— Begin TASK INPUTS —

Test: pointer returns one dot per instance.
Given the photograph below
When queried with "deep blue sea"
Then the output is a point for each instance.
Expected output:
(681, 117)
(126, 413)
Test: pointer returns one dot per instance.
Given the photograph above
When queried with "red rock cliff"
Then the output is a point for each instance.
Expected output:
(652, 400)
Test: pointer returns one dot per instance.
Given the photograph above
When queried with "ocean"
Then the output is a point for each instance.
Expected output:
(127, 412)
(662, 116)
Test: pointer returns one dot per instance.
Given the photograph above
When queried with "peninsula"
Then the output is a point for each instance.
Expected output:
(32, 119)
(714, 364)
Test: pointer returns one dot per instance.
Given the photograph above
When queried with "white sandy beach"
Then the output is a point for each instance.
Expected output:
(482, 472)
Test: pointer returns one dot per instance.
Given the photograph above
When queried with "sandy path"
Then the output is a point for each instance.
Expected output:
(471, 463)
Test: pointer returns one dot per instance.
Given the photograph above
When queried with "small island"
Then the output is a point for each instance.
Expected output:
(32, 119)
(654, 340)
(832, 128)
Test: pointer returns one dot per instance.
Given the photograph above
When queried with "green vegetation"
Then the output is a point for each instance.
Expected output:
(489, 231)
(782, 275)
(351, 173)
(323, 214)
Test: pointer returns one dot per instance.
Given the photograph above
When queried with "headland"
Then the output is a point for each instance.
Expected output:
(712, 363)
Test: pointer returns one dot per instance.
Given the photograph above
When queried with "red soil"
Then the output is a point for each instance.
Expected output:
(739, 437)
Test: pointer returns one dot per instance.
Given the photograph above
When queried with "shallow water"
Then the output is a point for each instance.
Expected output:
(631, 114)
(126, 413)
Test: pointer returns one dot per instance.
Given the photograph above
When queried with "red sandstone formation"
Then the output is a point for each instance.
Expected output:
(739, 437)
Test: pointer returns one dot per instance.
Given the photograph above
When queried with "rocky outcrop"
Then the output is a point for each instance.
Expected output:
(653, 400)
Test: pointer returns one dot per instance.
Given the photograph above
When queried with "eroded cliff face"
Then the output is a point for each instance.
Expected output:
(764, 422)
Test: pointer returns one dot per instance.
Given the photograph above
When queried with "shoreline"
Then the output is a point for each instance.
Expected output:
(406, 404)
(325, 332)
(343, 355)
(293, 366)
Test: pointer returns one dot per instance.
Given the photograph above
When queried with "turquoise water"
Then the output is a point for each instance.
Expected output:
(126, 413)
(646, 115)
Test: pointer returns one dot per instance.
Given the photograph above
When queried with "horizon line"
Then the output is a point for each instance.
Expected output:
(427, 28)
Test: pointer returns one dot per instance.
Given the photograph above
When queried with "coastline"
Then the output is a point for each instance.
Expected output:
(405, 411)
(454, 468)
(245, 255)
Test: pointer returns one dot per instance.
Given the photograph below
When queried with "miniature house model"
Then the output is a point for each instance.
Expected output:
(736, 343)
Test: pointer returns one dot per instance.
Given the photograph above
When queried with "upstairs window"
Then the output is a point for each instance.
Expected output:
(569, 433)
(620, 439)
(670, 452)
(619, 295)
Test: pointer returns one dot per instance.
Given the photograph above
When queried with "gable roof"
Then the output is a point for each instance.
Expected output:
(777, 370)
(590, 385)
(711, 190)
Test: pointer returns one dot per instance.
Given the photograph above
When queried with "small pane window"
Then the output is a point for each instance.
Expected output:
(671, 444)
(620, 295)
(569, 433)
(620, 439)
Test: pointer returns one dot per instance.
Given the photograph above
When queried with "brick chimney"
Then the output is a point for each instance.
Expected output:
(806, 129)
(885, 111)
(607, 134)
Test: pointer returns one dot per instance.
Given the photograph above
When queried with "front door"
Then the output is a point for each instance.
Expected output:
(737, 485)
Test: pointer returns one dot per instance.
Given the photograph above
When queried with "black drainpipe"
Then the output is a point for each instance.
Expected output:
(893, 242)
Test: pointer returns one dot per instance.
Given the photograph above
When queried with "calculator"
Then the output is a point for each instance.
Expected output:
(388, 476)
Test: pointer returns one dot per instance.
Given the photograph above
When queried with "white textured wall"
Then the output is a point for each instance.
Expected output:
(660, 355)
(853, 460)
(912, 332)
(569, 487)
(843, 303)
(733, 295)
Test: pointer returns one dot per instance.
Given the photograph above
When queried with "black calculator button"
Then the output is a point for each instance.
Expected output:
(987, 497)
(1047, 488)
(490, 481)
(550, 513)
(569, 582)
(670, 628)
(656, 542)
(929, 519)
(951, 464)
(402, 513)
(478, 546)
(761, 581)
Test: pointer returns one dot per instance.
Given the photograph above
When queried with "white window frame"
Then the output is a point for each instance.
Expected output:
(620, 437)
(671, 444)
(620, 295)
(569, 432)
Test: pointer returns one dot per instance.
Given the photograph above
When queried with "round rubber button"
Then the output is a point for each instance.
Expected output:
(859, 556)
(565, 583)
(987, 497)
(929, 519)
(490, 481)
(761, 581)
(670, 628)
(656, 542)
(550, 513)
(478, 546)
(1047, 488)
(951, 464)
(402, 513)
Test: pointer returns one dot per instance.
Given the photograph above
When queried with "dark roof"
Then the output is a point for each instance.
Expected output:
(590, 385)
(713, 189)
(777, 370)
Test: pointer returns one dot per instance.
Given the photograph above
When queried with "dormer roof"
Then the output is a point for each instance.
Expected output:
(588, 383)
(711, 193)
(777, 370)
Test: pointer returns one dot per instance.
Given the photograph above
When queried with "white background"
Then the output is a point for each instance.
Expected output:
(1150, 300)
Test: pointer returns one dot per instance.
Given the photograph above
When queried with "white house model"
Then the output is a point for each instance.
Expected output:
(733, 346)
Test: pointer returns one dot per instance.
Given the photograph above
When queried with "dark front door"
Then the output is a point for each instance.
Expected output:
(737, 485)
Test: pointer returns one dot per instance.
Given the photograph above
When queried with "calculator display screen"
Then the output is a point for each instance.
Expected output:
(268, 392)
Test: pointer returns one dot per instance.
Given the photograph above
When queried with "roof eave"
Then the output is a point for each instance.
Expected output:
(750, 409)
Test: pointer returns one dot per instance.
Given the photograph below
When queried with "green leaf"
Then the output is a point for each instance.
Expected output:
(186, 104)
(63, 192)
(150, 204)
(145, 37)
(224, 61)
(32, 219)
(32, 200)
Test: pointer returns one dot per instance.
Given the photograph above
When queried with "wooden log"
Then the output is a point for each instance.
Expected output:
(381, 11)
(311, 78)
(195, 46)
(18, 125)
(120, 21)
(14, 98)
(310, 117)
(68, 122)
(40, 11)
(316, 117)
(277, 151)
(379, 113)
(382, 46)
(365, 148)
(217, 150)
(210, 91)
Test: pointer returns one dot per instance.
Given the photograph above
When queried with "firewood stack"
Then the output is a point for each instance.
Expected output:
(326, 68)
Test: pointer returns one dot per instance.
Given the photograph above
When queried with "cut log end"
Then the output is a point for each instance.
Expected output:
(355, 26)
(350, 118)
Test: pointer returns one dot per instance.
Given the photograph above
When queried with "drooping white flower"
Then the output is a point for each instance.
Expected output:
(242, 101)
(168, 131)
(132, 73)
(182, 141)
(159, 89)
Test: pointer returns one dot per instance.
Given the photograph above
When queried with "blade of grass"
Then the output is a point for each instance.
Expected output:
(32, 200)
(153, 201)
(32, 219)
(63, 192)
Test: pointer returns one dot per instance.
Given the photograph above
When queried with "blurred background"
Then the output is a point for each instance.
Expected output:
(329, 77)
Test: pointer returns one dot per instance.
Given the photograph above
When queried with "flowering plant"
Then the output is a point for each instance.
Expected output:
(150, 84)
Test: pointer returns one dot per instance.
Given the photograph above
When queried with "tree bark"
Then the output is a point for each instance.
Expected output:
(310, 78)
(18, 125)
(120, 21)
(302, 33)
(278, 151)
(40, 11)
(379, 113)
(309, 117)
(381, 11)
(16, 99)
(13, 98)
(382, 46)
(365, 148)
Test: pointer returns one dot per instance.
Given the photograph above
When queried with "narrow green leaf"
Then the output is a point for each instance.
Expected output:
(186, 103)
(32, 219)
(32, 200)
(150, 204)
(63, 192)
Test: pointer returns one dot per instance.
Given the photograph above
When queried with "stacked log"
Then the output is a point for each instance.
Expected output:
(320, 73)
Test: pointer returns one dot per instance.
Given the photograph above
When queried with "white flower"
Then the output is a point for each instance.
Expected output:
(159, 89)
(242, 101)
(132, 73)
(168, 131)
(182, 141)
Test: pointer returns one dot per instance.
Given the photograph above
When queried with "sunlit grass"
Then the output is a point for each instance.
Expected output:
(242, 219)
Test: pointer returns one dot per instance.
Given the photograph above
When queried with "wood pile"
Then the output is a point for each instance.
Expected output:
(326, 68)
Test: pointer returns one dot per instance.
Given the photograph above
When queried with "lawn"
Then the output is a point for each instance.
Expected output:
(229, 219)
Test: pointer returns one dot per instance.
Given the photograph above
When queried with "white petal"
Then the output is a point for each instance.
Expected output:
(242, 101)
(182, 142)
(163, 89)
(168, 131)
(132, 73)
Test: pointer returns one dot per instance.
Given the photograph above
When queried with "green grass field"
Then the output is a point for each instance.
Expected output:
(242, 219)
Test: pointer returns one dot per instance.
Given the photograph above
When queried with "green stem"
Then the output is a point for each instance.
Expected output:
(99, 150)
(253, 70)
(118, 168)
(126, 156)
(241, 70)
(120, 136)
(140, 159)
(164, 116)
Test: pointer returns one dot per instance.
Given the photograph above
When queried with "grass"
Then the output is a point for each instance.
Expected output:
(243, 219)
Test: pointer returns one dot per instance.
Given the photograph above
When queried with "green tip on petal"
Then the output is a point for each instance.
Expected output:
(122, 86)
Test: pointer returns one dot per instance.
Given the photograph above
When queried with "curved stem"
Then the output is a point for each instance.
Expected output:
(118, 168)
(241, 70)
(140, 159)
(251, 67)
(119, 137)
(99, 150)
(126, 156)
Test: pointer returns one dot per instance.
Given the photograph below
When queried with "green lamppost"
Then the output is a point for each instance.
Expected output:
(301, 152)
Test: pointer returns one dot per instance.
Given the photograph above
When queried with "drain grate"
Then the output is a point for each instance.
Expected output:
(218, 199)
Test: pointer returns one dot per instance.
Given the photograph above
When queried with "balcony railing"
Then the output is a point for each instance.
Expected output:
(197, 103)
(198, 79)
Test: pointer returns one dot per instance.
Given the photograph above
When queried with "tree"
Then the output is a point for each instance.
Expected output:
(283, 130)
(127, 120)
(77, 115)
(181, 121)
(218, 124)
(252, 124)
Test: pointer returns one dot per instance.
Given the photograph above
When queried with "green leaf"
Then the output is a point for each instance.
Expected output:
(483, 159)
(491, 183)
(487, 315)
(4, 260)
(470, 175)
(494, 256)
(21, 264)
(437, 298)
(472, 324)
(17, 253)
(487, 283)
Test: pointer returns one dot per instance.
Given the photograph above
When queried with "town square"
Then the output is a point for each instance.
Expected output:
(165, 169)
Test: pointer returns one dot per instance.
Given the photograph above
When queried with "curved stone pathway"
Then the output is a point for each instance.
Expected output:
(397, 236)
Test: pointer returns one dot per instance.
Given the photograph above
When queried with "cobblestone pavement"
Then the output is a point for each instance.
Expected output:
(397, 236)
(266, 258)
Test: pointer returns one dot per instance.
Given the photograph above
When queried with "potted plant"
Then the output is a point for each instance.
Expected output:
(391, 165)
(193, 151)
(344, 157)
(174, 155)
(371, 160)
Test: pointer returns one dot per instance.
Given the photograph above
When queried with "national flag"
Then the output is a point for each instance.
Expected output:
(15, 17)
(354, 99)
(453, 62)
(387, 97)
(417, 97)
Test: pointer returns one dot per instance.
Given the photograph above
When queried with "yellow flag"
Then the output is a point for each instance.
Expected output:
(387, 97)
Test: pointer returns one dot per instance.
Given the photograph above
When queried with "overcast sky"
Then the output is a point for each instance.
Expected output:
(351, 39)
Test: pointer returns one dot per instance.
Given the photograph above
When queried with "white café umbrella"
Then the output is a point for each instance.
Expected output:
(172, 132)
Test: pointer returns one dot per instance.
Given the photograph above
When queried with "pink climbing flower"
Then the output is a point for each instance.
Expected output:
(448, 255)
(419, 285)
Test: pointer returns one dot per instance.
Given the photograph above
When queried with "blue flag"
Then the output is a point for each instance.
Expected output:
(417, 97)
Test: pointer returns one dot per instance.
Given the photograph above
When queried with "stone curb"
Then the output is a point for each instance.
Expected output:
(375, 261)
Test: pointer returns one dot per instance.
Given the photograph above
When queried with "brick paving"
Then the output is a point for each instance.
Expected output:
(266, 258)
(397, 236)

— End TASK INPUTS —

Please pick out each line in the records above that contains the word "green", and copy those lines.

> CORRECT RESPONSE
When queried with "green vegetation"
When queried with "green leaf"
When queried with "narrow green leaf"
When queried with "green grass field"
When queried with "green stem"
When queried with "green tip on petal"
When queried with "green lamppost"
When queried with "green leaf"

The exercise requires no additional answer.